Est-ce que la stratégie défensive de l'Ukraine ne va-t-elle pas entraîner de lourdes pertes ? Y aurait-il des solutions pour trouver des positions plus sécurisées pour les troupes ukrainiennes sur le front ?

Cette stratégie va soulever de nombreuses questions sur la problématique de l'artillerie et sur la capacité de frapper l’ennemi en profondeur, sur des territoires de plus en plus lointains.

La France a annoncé la livraison de 40 missiles SCALP, ayant une capacité de frappe dans la profondeur et la livraison de 50 bombes guidées A2SM par mois. Cela va constituer un véritable atout sur la ligne de front et dans la profondeur.

L'arrivée des avions de combat F-16 est aussi prévue pour cette année 2024.

Tous ces moyens militaires et ces armes vont permettre à l'Ukraine de se défendre. Mais de là à relancer une contre-offensive pouvant casser le front russe et en particulier les fameuses lignes de défense, notamment dans le Donbass et du côté de Zaporijia, cela semble difficile.

Le problème logistique de l'Ukraine n'est-il pas lié aux difficultés pour les livraisons d'armes et à la faiblesse du soutien occidental ?

S'il n’y avait pas eu les livraisons occidentales, l'Ukraine aurait eu du mal à tenir face à la Russie. Malgré la résilience du peuple, malgré une volonté farouche, l'aide occidentale a bien permis à l'Ukraine de résister et de tenir. Il y a eu des difficultés logistiques liées à l’étendue du territoire ukrainien et entre la frontière polonaise et la ligne de front.

Mais l'aide occidentale a été conséquente depuis le début du conflit et a permis à l'Ukraine de tenir.

Les progrès et les avancées de la Russie sur le front n'ont-ils pas contraint l'Ukraine à adopter une stratégie plus défensive ?

- EXERCICE COURT A
Répondez aux questions suivantes sur l'extrait consacré à la stratégie ukrainienne :
(i) Combien de missiles SCALP la France a-t-elle annoncé livrer ?
(ii) Pour quelle année l'arrivée des avions de combat F-16 est-elle prévue ?
(iii) Quelle frontière l'extrait mentionne-t-il à propos des difficultés logistiques de l'Ukraine ?

- DONNÉES DE LA TÂCHE
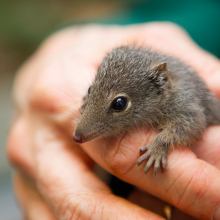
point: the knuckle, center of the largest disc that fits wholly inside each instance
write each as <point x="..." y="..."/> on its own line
<point x="165" y="28"/>
<point x="80" y="206"/>
<point x="16" y="146"/>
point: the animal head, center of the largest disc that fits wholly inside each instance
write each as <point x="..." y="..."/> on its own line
<point x="127" y="92"/>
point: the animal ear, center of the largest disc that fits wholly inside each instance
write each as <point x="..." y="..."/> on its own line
<point x="159" y="74"/>
<point x="160" y="68"/>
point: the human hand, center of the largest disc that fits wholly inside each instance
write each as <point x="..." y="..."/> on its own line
<point x="48" y="93"/>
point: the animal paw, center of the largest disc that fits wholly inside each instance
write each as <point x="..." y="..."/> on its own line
<point x="155" y="154"/>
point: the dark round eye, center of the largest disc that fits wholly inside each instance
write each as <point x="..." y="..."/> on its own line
<point x="89" y="90"/>
<point x="119" y="104"/>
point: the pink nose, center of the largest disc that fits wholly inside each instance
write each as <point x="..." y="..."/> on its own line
<point x="77" y="139"/>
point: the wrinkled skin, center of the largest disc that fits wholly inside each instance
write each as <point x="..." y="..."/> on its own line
<point x="54" y="176"/>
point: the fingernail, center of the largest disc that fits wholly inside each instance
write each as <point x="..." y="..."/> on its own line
<point x="216" y="215"/>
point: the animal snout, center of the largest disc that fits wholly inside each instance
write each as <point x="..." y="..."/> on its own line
<point x="77" y="139"/>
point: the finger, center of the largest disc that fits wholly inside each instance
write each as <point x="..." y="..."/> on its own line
<point x="208" y="148"/>
<point x="29" y="199"/>
<point x="188" y="183"/>
<point x="156" y="205"/>
<point x="65" y="180"/>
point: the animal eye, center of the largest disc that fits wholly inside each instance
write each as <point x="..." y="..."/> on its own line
<point x="89" y="90"/>
<point x="119" y="104"/>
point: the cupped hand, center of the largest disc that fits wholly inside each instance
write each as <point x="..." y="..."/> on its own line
<point x="55" y="176"/>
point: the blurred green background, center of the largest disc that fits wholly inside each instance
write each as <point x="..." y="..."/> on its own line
<point x="25" y="23"/>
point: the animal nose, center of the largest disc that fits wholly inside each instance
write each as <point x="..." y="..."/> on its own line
<point x="77" y="139"/>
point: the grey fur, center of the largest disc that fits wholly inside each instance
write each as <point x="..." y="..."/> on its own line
<point x="163" y="92"/>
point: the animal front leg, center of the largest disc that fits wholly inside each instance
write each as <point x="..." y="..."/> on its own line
<point x="156" y="153"/>
<point x="180" y="132"/>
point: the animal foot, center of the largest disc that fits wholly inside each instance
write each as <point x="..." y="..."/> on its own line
<point x="155" y="154"/>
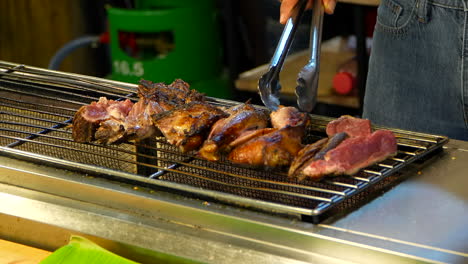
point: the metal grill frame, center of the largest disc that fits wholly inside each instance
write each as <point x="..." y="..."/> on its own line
<point x="173" y="170"/>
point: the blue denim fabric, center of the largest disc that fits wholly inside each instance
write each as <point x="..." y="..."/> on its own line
<point x="418" y="69"/>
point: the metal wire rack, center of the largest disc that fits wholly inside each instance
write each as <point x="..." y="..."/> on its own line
<point x="37" y="107"/>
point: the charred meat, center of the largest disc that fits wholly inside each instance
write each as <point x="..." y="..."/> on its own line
<point x="88" y="120"/>
<point x="156" y="98"/>
<point x="187" y="126"/>
<point x="339" y="155"/>
<point x="242" y="120"/>
<point x="275" y="149"/>
<point x="109" y="121"/>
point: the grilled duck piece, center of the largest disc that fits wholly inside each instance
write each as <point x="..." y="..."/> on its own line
<point x="353" y="126"/>
<point x="361" y="149"/>
<point x="103" y="121"/>
<point x="242" y="119"/>
<point x="109" y="121"/>
<point x="288" y="116"/>
<point x="273" y="147"/>
<point x="313" y="152"/>
<point x="156" y="98"/>
<point x="187" y="126"/>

- EXERCICE COURT B
Transformez en liste numérotée le passage des enregistrements qui va de la ligne contenant "point: the grilled" jusqu'à la fin des enregistrements, ces deux bornes incluses, sans reprendre les lignes vides.

- BONNE RÉPONSE A
(i) 40 missiles SCALP.
(ii) 2024.
(iii) La frontière polonaise.

- BONNE RÉPONSE B
1. point: the grilled duck piece, center of the largest disc that fits wholly inside each instance
2. write each as <point x="..." y="..."/> on its own line
3. <point x="353" y="126"/>
4. <point x="361" y="149"/>
5. <point x="103" y="121"/>
6. <point x="242" y="119"/>
7. <point x="109" y="121"/>
8. <point x="288" y="116"/>
9. <point x="273" y="147"/>
10. <point x="313" y="152"/>
11. <point x="156" y="98"/>
12. <point x="187" y="126"/>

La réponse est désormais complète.